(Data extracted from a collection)
_ _ _ _ _

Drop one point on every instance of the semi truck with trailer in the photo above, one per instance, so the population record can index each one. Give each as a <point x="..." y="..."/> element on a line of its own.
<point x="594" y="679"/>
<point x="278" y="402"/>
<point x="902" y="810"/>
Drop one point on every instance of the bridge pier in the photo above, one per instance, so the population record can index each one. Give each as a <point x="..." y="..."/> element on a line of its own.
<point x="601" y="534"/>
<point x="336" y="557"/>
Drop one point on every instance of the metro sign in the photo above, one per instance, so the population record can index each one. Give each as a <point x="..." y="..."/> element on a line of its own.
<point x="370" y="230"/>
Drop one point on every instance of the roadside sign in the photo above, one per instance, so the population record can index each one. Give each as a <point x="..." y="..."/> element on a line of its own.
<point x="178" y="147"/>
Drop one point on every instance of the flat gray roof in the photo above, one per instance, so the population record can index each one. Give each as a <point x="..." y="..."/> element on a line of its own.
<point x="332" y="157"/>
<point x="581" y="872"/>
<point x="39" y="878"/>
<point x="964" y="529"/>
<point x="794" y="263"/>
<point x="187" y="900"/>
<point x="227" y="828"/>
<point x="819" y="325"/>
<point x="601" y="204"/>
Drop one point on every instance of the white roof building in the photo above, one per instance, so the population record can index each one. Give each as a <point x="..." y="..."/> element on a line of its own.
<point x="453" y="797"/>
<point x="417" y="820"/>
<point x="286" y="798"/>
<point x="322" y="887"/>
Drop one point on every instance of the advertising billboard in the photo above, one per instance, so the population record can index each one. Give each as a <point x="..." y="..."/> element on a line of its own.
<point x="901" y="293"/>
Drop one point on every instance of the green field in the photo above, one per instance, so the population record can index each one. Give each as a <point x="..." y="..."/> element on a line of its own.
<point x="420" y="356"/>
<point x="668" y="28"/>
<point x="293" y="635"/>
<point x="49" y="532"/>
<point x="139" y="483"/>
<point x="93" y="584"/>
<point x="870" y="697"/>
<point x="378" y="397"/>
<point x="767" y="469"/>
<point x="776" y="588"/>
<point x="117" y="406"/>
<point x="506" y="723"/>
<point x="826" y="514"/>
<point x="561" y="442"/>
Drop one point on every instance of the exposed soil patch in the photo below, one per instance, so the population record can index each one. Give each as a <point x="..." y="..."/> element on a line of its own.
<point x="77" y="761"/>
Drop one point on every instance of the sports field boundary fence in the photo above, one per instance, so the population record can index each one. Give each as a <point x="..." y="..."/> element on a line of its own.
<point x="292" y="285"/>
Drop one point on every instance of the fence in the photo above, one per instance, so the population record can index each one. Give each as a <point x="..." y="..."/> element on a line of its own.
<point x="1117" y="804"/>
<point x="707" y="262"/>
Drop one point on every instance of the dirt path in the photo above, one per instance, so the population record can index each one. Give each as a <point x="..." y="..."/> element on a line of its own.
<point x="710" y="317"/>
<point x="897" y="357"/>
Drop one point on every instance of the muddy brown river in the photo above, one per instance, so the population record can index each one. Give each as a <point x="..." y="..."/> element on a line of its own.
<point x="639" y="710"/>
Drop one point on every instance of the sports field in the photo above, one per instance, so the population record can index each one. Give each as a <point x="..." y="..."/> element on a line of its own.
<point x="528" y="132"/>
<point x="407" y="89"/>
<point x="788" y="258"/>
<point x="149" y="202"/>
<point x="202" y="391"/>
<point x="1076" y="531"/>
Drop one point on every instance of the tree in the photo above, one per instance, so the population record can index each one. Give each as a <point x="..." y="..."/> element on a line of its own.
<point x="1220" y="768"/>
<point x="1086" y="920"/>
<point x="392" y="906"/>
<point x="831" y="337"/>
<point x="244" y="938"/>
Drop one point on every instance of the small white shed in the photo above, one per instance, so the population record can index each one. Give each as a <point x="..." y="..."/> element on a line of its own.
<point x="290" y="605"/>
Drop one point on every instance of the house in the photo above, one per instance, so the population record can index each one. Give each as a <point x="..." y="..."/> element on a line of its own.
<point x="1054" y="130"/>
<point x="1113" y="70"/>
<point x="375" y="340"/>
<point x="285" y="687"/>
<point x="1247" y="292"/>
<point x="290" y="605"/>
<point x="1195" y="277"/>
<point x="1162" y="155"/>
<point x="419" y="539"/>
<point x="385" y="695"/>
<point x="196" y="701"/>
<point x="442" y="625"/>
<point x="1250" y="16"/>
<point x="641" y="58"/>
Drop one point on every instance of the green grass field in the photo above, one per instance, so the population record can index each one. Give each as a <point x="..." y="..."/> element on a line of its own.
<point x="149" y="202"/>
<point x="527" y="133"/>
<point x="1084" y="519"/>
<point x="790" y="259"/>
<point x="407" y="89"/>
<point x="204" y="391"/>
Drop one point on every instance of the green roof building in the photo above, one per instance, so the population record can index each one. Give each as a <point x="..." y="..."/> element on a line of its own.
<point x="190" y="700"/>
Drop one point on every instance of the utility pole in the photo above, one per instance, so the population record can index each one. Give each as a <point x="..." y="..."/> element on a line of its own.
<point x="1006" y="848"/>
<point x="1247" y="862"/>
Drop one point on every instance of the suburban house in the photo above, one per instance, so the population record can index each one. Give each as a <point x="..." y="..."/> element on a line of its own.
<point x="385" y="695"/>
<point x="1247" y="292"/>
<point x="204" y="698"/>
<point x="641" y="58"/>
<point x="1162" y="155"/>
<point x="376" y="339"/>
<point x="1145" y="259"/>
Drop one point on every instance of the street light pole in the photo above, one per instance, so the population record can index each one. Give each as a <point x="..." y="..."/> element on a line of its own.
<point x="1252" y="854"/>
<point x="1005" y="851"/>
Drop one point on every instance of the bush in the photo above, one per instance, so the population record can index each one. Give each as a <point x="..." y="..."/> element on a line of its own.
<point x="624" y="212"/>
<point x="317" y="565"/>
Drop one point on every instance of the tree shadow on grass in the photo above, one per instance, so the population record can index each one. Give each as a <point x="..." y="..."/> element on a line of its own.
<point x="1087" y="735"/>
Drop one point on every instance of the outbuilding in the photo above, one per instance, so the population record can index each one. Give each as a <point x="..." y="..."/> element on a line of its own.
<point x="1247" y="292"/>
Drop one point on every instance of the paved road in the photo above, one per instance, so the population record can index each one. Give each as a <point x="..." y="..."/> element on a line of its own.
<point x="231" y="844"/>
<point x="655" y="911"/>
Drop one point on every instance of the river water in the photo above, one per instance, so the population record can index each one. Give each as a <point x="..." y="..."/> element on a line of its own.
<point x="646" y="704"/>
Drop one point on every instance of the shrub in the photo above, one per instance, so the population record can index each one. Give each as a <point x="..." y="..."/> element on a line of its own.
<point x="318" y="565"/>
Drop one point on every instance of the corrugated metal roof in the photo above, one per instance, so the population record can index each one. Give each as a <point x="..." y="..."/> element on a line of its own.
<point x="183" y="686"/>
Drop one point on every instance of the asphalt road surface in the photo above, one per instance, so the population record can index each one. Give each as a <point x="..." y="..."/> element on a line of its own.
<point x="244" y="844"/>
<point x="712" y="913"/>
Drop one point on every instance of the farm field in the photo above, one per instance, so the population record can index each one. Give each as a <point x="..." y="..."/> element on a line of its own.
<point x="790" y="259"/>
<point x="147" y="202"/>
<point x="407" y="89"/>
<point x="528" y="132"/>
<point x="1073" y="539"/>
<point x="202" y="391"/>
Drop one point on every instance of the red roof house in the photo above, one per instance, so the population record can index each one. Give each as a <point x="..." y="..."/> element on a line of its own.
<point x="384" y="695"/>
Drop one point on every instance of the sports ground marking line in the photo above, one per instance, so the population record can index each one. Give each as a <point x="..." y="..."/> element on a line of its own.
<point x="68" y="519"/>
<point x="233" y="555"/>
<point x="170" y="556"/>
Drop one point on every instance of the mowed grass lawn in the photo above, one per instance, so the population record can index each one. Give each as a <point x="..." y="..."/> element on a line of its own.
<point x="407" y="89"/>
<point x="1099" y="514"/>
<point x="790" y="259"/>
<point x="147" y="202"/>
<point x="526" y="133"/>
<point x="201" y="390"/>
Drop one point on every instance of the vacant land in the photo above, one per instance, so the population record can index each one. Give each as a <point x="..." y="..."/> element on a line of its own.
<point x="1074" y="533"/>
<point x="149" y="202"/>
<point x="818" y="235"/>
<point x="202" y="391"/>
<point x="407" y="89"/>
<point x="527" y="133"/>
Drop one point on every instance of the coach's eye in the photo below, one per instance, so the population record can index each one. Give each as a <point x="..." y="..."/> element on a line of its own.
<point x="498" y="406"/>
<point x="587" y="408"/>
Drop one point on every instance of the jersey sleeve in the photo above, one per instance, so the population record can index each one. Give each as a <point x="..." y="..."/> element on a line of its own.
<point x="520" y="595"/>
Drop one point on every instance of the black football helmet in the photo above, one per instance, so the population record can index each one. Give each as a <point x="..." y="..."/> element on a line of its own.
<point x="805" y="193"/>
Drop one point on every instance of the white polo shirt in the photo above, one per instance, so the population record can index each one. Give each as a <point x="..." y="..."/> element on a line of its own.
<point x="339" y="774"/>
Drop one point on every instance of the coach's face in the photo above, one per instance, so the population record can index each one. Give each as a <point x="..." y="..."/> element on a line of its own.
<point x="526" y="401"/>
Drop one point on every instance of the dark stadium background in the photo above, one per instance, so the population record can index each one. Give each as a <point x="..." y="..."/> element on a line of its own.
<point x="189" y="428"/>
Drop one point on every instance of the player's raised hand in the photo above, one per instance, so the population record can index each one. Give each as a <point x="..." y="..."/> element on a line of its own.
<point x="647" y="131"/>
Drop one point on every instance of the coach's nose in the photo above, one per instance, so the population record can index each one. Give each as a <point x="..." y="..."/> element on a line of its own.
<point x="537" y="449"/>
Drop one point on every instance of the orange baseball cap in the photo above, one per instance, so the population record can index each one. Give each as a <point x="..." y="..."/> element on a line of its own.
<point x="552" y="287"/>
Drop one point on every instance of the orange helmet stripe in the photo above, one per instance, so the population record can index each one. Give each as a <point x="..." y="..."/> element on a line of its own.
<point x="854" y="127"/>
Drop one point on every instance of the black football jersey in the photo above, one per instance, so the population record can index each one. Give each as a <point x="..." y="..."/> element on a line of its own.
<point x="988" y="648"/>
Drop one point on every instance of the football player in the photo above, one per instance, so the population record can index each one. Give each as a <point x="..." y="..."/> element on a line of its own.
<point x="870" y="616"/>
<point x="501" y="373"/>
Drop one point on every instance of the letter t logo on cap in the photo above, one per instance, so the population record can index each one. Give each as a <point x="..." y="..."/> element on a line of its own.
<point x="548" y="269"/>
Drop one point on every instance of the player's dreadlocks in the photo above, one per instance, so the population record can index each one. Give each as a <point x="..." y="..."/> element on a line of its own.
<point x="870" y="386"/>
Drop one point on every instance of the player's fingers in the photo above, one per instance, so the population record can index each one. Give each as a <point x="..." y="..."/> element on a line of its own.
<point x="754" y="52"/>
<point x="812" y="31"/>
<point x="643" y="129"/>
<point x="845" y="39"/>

_ _ _ _ _

▶ [Work instructions]
Give again only the lines starting at the one that contains "Drop one point on every instance of the football" and running to the end of the data.

▶ [Result of the exercise]
Drop one point on every instance of the football player in the photo above, one per instance, so the population record can index each one. Give each as a <point x="..." y="..."/> element on a line of its own.
<point x="870" y="616"/>
<point x="501" y="373"/>
Drop one point on every instance of the letter t logo on cap in the photo above, one per instance, so the population record can index each one. Give each as a <point x="..." y="..."/> element on a line of its own.
<point x="548" y="269"/>
Drop one point on every instance of the player's dreadlocks in the photo above, one per instance, so the population record can index each one. Give each as a <point x="..." y="..."/> element on a line of its own.
<point x="870" y="386"/>
Drop one point on every instance of the player's fingers in the photo above, one per instance, so the population record can index each one. Give each as a <point x="..." y="..."/> element on a line of its own.
<point x="754" y="52"/>
<point x="812" y="31"/>
<point x="643" y="129"/>
<point x="845" y="39"/>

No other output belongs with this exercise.